Texto citado.

********************

Verdadeira cultura poderia ser apenas alcançada no seu contexto. Isso valeria sobretudo para os teuto-bálticos, representantes mais distantes da cultura alemã.  A sua base não era a Alemanidade no seu sentido abrangente („Deutschtum“), mas um contexto mais estreito, mixto, nascido dos desenvolvimentos historicos. Nunca poderiam os teuto-bálticos ser romanos, não podendo porém também afirmar-se nem na esfera eslava, nem na esfera da Alemanha. Os teuto-alemães não seriam alemães no sentido do Império, mas sim um tipo próprio de humanidade, desenvolvido sob condições particulares, algo novo.



Do interesse da História em conferência de 1910 na Estônia


Em conferência proferida em Reval, no dia 13 de dezembro de 1910, Keyserling tratou da questão do significado do estudo da história.


Inicia as suas considerações afirmando que um interesse verdadeiro começa onde termina a curiosidade. O anseio de conhecimento, que se manifesta na forma da curiosidade, é um impulso inferior, faltando-lhe um objetivo externo e um fundamento de alma.


Não procura alcançar conhecimento de contextos objetivos, nem revelar vivências interiores, esgotando-se na procura de ver novidades.


O verdadeiramente humano seria reconhecer contextos espirituais e não apenas fatos nús. Essa curiosidade como impulso inferior do homem manifestar-se-ia na forma de um interesse histórico pelo passado que nasce da procura de novidades, que não passa de uma outra forma de espiar sem maiores consequências.

********************

Tarefas obrigatórias.
• a. Explique, em uma a três frases e com base no texto citado, por que a curiosidade é considerada um impulso inferior.
• b. Reproduza, do texto citado, o trecho que vai de "Em conferência proferida" até "fundamento de alma.".

Dados apresentados.
********************

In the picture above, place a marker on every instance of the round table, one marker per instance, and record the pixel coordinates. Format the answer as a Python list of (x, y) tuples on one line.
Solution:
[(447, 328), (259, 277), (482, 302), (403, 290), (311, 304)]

********************

Resultados por tarefa.
• a. A curiosidade é um impulso inferior porque lhe faltam um objetivo externo e um fundamento de alma. Ela não procura alcançar conhecimento de contextos objetivos nem revelar vivências interiores, esgotando-se na procura de ver novidades.

• b.
Em conferência proferida em Reval, no dia 13 de dezembro de 1910, Keyserling tratou da questão do significado do estudo da história.


Inicia as suas considerações afirmando que um interesse verdadeiro começa onde termina a curiosidade. O anseio de conhecimento, que se manifesta na forma da curiosidade, é um impulso inferior, faltando-lhe um objetivo externo e um fundamento de alma.